*Exercise goal*
Copy every line of the records below that holds the word "tree".

Natural-language object grounding data:

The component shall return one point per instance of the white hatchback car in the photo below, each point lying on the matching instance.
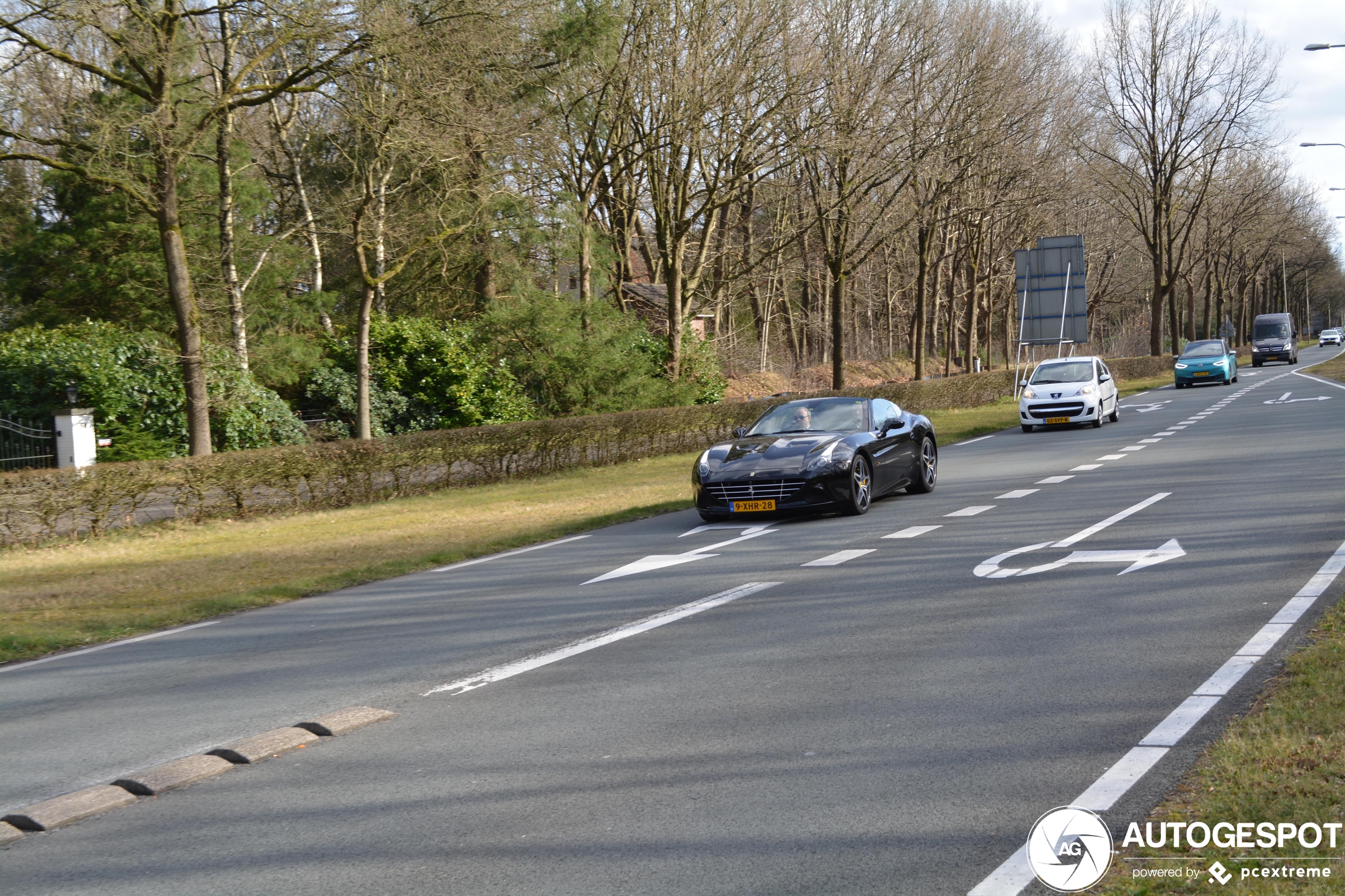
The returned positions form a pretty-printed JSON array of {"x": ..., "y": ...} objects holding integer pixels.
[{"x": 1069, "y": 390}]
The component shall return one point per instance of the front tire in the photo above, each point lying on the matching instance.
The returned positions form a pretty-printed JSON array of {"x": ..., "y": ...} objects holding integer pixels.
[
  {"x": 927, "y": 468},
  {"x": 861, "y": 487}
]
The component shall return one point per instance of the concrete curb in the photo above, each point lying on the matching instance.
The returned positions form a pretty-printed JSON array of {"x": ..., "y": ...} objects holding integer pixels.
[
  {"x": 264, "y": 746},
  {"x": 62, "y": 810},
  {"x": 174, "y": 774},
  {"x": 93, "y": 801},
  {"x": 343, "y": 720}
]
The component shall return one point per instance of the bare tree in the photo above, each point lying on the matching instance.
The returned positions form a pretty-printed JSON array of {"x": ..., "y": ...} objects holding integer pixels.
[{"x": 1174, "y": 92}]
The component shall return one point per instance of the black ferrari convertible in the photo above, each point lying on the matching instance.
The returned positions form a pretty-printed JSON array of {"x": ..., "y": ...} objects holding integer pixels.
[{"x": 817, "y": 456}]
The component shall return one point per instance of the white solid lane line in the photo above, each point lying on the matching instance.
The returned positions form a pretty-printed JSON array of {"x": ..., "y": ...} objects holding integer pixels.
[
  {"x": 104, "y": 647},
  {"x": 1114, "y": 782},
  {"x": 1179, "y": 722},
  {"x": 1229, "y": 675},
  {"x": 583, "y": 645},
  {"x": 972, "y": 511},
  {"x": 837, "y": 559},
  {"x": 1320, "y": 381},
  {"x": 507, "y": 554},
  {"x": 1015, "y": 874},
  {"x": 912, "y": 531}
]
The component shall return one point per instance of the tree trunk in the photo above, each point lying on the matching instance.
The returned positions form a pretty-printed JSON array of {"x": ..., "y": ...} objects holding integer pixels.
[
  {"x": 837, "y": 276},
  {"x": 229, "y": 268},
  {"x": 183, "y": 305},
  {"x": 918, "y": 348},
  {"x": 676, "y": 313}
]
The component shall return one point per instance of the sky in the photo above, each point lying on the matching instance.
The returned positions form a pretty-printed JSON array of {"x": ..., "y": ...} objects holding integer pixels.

*Response*
The component shall return one point per instance of the bare tree in the photo above, each point lying on the matching instance.
The component shall return one point per instance of the tree trunk in the photo above, each point lying on the matching instance.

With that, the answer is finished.